(Data items)

+ + + +

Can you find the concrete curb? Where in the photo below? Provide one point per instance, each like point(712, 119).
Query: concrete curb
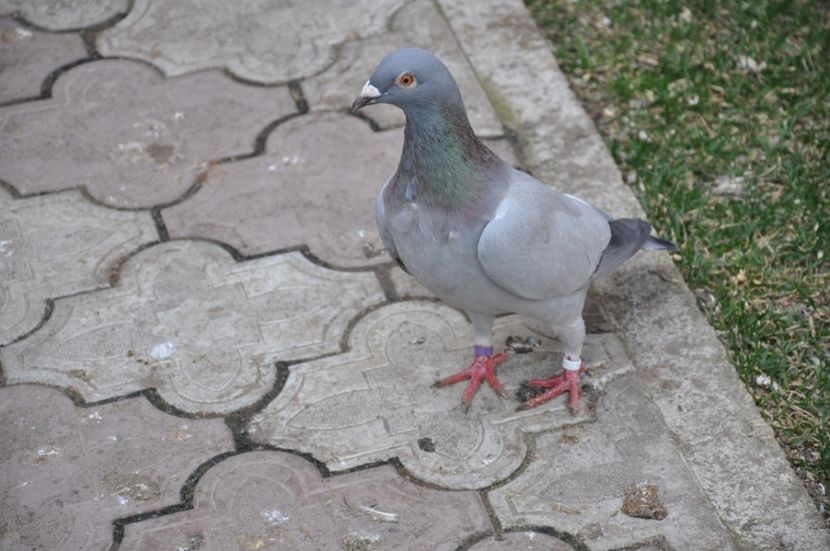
point(682, 365)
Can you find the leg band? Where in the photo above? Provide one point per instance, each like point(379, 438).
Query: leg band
point(483, 350)
point(571, 365)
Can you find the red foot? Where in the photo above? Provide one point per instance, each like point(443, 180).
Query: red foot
point(567, 381)
point(482, 368)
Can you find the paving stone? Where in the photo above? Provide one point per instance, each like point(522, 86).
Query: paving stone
point(519, 541)
point(132, 138)
point(377, 401)
point(29, 56)
point(416, 24)
point(189, 321)
point(62, 15)
point(68, 472)
point(58, 245)
point(579, 477)
point(273, 500)
point(257, 40)
point(316, 185)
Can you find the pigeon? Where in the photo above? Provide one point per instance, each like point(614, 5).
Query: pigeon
point(483, 236)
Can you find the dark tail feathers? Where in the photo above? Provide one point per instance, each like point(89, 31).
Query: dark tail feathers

+ + + +

### EXERCISE DETAILS
Turn the material above into a numbered list with one line per item. Skip blank lines and leave out the pictures.

### OUTPUT FOR THIS EXERCISE
1. Can you find the concrete curb? Where in the photo below? Provide one point per instance, each like point(712, 119).
2. Query: concrete curb
3. point(682, 365)
4. Can you find the leg band? Where in the photo above? Provide one point per instance, each like point(379, 438).
5. Query: leg band
6. point(483, 350)
7. point(571, 365)
8. Can you find the red foot? Where in the photo above? Provide one point per instance, each like point(443, 180).
9. Query: red foot
10. point(567, 381)
11. point(482, 368)
12. Can you find the paving stone? Where in the photo above? Provide one point per instance, each like point(522, 86).
13. Query: paving stone
14. point(519, 541)
15. point(132, 138)
16. point(377, 401)
17. point(29, 56)
18. point(416, 24)
19. point(189, 321)
20. point(62, 15)
21. point(68, 472)
22. point(58, 245)
23. point(579, 477)
24. point(273, 500)
25. point(257, 40)
26. point(316, 185)
27. Can you find the pigeon? Where in the photo above? Provide one point per instance, each like point(614, 5).
28. Query: pigeon
29. point(483, 236)
30. Can you find the dark tail feathers? Where in the photo above? Provide one point per instance, each like point(89, 31).
31. Query: dark tail feathers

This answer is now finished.